(Collection entries)

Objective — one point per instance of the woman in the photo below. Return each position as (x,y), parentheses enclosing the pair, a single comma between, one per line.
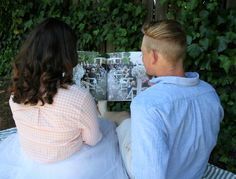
(58,133)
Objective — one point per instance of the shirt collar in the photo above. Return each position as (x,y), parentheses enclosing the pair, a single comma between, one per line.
(190,79)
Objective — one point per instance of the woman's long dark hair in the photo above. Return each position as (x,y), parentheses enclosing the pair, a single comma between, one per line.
(44,63)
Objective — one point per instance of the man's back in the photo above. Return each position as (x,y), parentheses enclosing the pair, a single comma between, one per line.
(175,124)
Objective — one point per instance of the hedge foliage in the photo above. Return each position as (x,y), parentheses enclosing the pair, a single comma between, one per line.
(211,36)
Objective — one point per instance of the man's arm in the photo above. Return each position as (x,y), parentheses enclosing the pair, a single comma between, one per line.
(150,152)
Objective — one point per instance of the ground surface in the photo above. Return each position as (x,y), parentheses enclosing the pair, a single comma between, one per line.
(6,120)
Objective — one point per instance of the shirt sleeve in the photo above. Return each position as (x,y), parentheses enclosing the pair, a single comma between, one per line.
(150,151)
(91,133)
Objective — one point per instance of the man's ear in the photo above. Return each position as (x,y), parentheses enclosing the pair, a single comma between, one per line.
(154,57)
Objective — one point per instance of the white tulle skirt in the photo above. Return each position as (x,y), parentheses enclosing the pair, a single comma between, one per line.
(102,161)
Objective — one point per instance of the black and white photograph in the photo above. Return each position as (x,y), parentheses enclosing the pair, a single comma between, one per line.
(119,76)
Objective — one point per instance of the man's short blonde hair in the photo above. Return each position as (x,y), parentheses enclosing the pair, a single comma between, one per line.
(167,38)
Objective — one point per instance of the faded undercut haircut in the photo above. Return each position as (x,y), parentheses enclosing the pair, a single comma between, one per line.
(166,37)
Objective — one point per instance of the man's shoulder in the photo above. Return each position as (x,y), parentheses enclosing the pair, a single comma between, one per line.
(151,96)
(167,93)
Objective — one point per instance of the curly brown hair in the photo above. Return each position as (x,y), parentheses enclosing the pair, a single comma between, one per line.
(44,63)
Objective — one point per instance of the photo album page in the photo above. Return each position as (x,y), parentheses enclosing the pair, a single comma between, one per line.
(117,76)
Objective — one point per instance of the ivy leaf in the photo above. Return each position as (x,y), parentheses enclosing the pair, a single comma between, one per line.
(194,50)
(203,14)
(189,39)
(225,62)
(222,43)
(204,43)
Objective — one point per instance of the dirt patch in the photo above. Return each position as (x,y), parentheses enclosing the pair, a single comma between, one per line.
(6,120)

--- Action item ---
Reproduce each record from above exactly; pictures do not belong in the copy.

--- Response area ---
Objective — one point per instance of the woman in the photo below. Return each position as (x,y), parentheses enclosing the pair, a single comma between, one per line.
(58,133)
Objective — one point per instance of the shirt collar in the photo above. Return each position as (x,y), parentheses enclosing the pair, a single comma between, one per line.
(190,79)
Objective — one point per instance of the woman's long dark hair in the photo above. Return each position as (x,y), parentheses enclosing the pair, a single comma between, one per line.
(44,63)
Objective — one point per instance of the man's back in the photo above. Return each position as (x,y), parentheses enclosing the pair, a single comma between, one per line.
(175,124)
Objective — one point per instance of the hedge foliage in the photo above. Return each position as (x,y), parentheses enclosing the pair, a single comma between, one per line.
(211,36)
Objective — one point per instance of the man's arm in the photo above. Return each position as (x,y), parentheses enclosing the pair, a single comma between, one per line.
(150,152)
Objective — one point per instance of the ground surface in the photo above. Return each position as (x,y), parentheses enclosing the pair, a single comma between, one per line.
(6,120)
Objective — one point per instance of the shirt sleeve in the photo above. Return each position as (x,y), parentheses enclosing the pair, a single comma between, one per line.
(150,151)
(91,133)
Objective — one point per instance of the man's ear in the photo above. Return each position as (x,y), parentheses enclosing the pair, a single comma between, one per line.
(154,57)
Objective — one point per instance of the white tulle skirt in the photo above. Return each position as (x,y), parentheses enclosing the pair, a single comma between, one per line.
(102,161)
Objective — one point per instance of the black and white photograph in the photo above. Return each position as (x,y), parentheses enclosing the pair, a single comma between, one per line.
(119,76)
Objective — one point per instance of the man's short blonde hair in the photo above. Return each position as (x,y), parentheses enclosing the pair, a single comma between, one per line.
(167,38)
Objective — one point per instance of the faded undercut haircut in the photo above. Return each position as (x,y), parentheses enclosing the pair, a single comma between, one per line.
(166,37)
Objective — one point per instance of the man's shoulder in the photo above. Return each position as (x,y), parentheses enclosing the pair, a single comma between, one per line.
(151,96)
(167,93)
Objective — one point per instance of the curly brown hair in the photo above. Return each position as (x,y), parentheses enclosing the pair, a single comma between, one per line.
(44,63)
Objective — one point per instance of the photo album page in the photo above. Return each position as (x,y), parentheses enclosing the pair, a single comma between, one per line.
(117,76)
Objective — one point per instance of the ivy leaf in the photo above. Return each position as (x,y), parentheses enclosing the pair, a single comma between, one per line.
(194,50)
(203,14)
(189,39)
(225,62)
(222,43)
(204,43)
Objective — one point per instance of the dirt patch in the photo above. Return each position as (x,y), parentheses enclosing the pair, a single comma between, one per line.
(6,120)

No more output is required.